* Begin *
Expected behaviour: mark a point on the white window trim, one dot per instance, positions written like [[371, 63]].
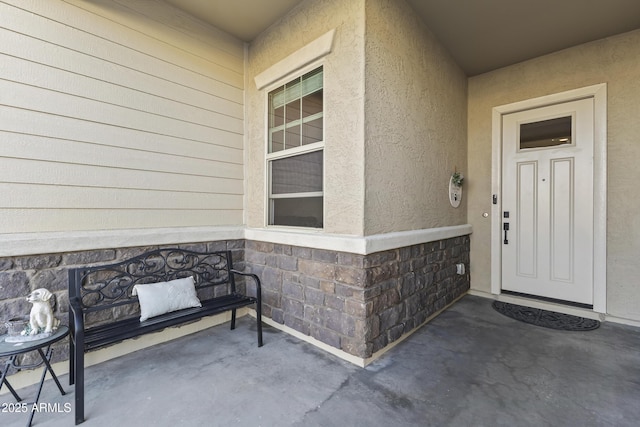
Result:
[[302, 61], [294, 63]]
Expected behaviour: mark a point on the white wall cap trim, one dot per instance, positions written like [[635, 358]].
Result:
[[57, 242], [357, 244], [69, 241], [313, 51]]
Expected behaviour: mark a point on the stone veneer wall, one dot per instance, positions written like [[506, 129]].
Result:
[[355, 303], [358, 303], [20, 275]]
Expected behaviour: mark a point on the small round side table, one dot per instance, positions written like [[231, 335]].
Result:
[[43, 347]]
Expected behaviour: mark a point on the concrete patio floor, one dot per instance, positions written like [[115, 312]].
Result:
[[469, 367]]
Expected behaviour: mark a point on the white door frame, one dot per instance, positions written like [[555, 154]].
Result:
[[599, 94]]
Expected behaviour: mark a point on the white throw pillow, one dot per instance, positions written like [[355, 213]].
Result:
[[162, 297]]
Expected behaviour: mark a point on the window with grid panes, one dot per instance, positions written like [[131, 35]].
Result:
[[295, 155]]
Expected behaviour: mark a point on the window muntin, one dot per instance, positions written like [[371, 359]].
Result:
[[296, 113], [295, 158]]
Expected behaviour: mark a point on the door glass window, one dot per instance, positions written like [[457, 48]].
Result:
[[546, 133]]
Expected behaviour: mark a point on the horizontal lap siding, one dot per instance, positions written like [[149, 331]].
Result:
[[117, 114]]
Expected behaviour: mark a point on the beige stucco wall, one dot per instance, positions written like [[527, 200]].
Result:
[[343, 100], [415, 123], [614, 61]]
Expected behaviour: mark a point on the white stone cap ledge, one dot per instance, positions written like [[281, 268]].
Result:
[[20, 244]]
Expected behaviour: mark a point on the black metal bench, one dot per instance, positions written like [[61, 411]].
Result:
[[104, 311]]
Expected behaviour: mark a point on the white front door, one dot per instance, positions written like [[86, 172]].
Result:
[[547, 201]]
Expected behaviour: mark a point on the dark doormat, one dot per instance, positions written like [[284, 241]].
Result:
[[547, 319]]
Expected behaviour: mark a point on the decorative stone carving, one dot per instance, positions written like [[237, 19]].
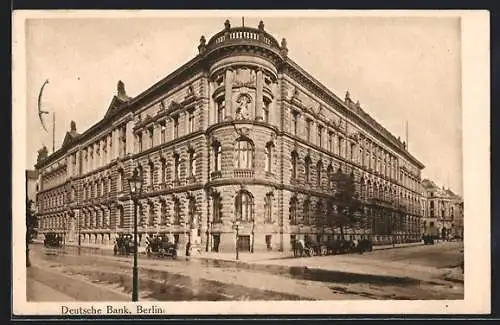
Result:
[[243, 108]]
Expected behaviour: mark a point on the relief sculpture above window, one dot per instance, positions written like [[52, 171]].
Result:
[[245, 78], [243, 107]]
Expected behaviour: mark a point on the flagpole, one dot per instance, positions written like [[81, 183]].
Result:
[[407, 146], [53, 132]]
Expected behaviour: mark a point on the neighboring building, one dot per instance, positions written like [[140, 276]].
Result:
[[239, 133], [31, 185], [444, 210], [31, 190]]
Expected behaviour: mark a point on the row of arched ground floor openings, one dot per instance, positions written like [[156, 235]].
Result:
[[247, 241]]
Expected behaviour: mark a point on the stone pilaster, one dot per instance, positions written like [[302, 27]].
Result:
[[228, 82], [130, 137], [259, 104]]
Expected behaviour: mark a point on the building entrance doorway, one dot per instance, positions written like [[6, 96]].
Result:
[[216, 242]]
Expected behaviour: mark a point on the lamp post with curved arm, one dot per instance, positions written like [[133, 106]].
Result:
[[135, 182]]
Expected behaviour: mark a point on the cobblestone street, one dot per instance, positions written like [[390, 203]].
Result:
[[419, 272]]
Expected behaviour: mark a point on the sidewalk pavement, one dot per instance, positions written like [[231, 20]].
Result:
[[276, 255], [39, 292]]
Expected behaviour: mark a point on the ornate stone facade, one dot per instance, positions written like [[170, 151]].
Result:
[[239, 133], [443, 210]]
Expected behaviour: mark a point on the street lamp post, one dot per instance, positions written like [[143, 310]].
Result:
[[135, 182], [236, 226]]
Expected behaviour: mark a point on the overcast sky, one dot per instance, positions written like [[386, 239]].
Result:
[[398, 68]]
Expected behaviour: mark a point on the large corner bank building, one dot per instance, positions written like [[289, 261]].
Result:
[[240, 135]]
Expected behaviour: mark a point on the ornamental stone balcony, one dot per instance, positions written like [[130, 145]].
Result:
[[244, 173], [215, 175]]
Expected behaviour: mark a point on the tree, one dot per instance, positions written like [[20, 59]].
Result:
[[347, 201], [31, 224]]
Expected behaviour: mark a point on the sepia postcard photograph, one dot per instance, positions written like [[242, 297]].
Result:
[[250, 162]]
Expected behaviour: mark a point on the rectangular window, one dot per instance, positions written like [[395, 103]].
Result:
[[191, 122], [295, 122], [150, 134], [265, 110], [320, 136], [192, 164], [220, 109], [217, 157], [139, 141], [123, 138], [308, 130], [268, 161], [163, 128], [216, 208], [177, 168]]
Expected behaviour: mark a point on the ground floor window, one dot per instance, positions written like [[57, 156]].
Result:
[[268, 241], [244, 243]]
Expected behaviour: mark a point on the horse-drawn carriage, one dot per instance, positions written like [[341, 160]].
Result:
[[160, 246], [124, 245], [52, 243], [330, 247]]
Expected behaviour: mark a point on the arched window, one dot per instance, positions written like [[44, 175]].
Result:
[[293, 210], [151, 216], [243, 154], [294, 164], [268, 217], [216, 208], [265, 109], [191, 210], [306, 212], [319, 168], [329, 175], [163, 212], [119, 181], [243, 205], [192, 163], [220, 109], [121, 217], [217, 157], [177, 167], [269, 153], [140, 170], [307, 168], [320, 213], [163, 171]]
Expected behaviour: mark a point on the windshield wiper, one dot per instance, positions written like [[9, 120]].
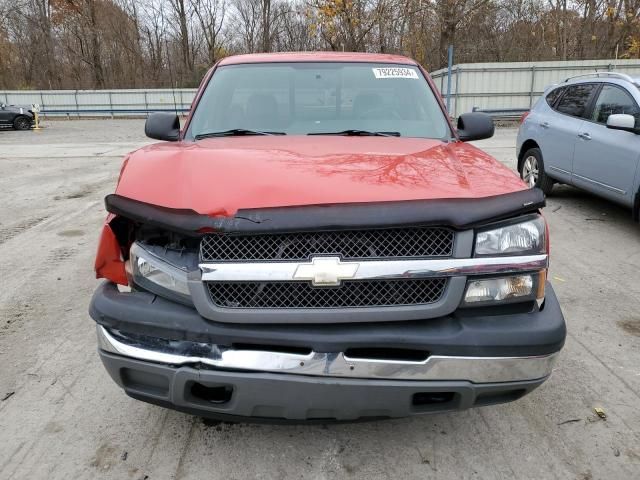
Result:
[[235, 132], [354, 132]]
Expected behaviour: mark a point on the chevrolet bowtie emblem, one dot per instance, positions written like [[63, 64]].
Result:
[[326, 271]]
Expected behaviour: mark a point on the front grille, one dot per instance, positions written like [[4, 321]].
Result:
[[352, 293], [408, 242]]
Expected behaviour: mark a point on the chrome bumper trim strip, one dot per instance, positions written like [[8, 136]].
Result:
[[473, 369], [375, 269]]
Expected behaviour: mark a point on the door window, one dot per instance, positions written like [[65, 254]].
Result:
[[614, 100], [575, 99]]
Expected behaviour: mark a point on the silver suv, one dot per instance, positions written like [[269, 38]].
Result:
[[585, 132]]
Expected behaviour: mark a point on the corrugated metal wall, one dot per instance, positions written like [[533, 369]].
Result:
[[486, 86], [516, 85], [102, 102]]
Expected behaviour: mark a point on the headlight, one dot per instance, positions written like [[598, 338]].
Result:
[[157, 275], [524, 238], [515, 288]]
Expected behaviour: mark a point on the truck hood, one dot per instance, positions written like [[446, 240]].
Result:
[[220, 176]]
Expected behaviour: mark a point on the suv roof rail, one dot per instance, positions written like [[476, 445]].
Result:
[[622, 76]]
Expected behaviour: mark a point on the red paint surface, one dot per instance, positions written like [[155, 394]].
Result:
[[109, 263], [316, 57], [219, 176]]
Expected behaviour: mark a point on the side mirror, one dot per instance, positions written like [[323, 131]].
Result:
[[475, 126], [622, 121], [163, 126]]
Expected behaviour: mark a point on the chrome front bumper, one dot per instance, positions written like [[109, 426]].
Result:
[[434, 368]]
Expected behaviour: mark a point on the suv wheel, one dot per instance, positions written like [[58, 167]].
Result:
[[22, 123], [532, 171]]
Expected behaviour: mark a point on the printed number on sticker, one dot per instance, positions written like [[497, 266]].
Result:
[[395, 72]]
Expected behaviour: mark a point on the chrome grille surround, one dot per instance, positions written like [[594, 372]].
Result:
[[349, 294], [404, 242]]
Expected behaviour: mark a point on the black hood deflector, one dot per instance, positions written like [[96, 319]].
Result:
[[459, 213]]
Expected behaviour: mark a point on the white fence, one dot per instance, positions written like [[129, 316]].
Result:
[[517, 85], [485, 86], [95, 103]]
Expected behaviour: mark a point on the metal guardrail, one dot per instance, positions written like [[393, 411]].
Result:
[[102, 103], [509, 86], [45, 112]]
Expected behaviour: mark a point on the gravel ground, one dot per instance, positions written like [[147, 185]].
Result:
[[62, 417]]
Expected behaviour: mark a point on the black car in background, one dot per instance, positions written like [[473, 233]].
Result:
[[20, 118]]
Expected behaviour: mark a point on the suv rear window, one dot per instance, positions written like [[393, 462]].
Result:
[[553, 95], [575, 99]]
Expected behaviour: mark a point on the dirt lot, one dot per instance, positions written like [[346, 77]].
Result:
[[61, 416]]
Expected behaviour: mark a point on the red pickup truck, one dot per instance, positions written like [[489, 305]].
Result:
[[319, 243]]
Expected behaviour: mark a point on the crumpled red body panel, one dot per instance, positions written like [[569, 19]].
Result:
[[109, 262]]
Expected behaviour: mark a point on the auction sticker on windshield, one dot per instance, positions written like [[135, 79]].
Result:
[[395, 72]]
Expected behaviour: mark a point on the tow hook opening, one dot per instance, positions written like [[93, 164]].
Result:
[[432, 398], [216, 394]]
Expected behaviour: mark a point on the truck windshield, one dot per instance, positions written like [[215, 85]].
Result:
[[319, 99]]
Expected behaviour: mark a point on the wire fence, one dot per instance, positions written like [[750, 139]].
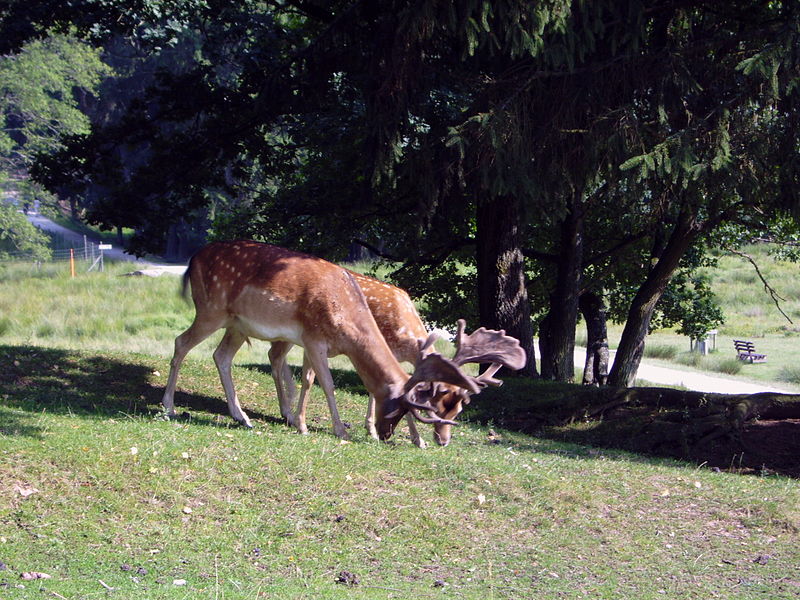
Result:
[[87, 256]]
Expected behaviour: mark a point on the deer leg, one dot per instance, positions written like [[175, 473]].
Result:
[[317, 355], [305, 393], [369, 423], [223, 356], [282, 375], [414, 433], [197, 332], [412, 425]]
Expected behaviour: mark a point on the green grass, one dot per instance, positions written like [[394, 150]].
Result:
[[98, 491], [136, 502], [751, 314]]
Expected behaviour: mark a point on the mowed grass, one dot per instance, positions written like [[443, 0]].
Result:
[[110, 500], [750, 314]]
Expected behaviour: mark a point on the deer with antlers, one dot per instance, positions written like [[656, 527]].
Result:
[[404, 332], [255, 290]]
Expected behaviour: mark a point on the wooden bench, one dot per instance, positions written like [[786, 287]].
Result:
[[746, 351]]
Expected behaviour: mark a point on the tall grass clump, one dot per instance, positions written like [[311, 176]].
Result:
[[661, 351], [790, 374]]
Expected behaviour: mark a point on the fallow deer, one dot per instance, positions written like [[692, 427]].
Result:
[[404, 332], [270, 293]]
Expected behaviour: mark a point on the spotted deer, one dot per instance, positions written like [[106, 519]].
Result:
[[404, 332], [255, 290]]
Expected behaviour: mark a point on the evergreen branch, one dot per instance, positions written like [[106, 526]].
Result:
[[776, 298]]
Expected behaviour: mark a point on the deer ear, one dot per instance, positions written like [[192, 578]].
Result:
[[436, 367]]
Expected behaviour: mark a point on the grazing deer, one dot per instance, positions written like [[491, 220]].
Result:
[[404, 332], [270, 293]]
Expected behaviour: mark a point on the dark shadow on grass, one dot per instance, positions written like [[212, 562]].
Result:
[[644, 432], [36, 380], [343, 380]]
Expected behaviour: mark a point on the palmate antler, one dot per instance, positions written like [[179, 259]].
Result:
[[488, 345]]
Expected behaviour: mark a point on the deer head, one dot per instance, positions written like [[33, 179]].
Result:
[[444, 398]]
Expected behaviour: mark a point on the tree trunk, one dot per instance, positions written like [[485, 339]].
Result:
[[637, 326], [557, 333], [595, 370], [502, 295]]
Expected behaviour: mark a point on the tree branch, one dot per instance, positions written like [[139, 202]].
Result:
[[769, 289]]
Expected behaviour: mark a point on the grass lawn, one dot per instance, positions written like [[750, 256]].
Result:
[[109, 500], [99, 492]]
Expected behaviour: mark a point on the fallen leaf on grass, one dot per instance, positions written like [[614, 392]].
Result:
[[31, 575]]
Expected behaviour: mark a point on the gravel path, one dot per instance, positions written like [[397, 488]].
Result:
[[691, 380]]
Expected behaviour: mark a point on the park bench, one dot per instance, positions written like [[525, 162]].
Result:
[[746, 351]]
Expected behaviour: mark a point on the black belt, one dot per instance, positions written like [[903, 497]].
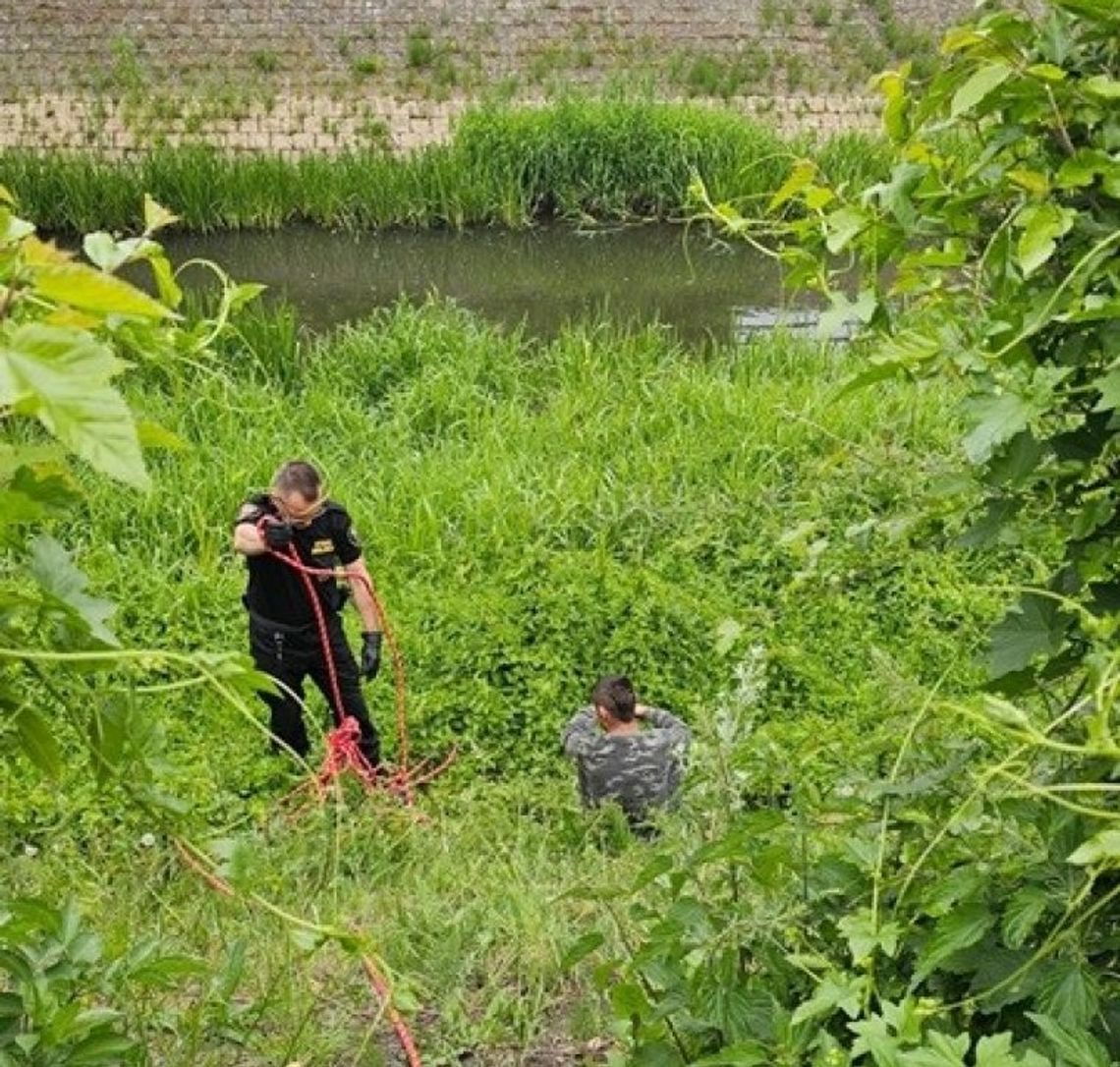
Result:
[[285, 627]]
* End *
THE REQUEST: Starting at the line above that contains "Expected behaviour: mark a point on the black belt, one" and continuing through the last line, arrange those lines as a numbered list, skipping blank lines and leaving the pictures out.

WORKED ANSWER:
1. Expected behaviour: mark a point on the black belt, one dot per instance, positions written like [[903, 497]].
2. Result:
3. [[285, 627]]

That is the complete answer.